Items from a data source
■ ■ ■ ■ ■

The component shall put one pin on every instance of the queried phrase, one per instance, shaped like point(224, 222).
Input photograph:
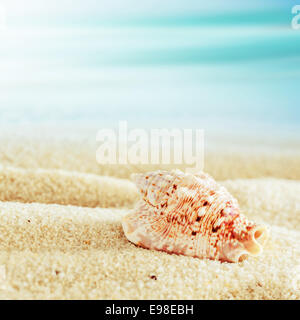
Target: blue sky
point(227, 64)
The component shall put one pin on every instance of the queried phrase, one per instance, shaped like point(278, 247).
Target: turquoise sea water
point(222, 68)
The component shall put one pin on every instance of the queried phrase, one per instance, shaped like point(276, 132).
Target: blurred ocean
point(224, 68)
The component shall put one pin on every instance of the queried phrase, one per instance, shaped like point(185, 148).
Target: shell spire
point(191, 215)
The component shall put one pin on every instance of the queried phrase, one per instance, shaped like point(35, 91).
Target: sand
point(61, 236)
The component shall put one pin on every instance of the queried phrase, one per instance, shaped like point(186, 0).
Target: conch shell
point(191, 215)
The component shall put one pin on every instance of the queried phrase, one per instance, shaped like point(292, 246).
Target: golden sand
point(61, 236)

■ ■ ■ ■ ■

_PROBLEM TO SOLVE:_ Reproduce the records above exactly, excluding every picture.

_TASK RESPONSE:_
The component shall put one pin on every instance of the queried phrase, one per instance, shaped like point(224, 222).
Input photograph:
Target: blue sky
point(227, 64)
The component shall put one pin on every instance of the queried phrase, one per instance, shaped like point(278, 247).
Target: turquoise sea water
point(222, 68)
The component shall put one pin on every instance of the queried phrase, one per instance, shaped like point(276, 132).
Target: blurred ocean
point(224, 68)
The component shall put one pin on every instance of the queried phrase, one per instance, shaped like point(185, 148).
Target: shell spire
point(191, 215)
The component shall put one pin on every instance of the queried phrase, one per instance, shaped like point(35, 91).
Target: sand
point(61, 236)
The component shall put one pin on every instance of the queried phrase, one per instance, shaped like point(186, 0).
Target: conch shell
point(191, 215)
The component shall put one pin on every instance of the queried phrase, one per instance, shaped like point(292, 246).
Target: golden sand
point(61, 236)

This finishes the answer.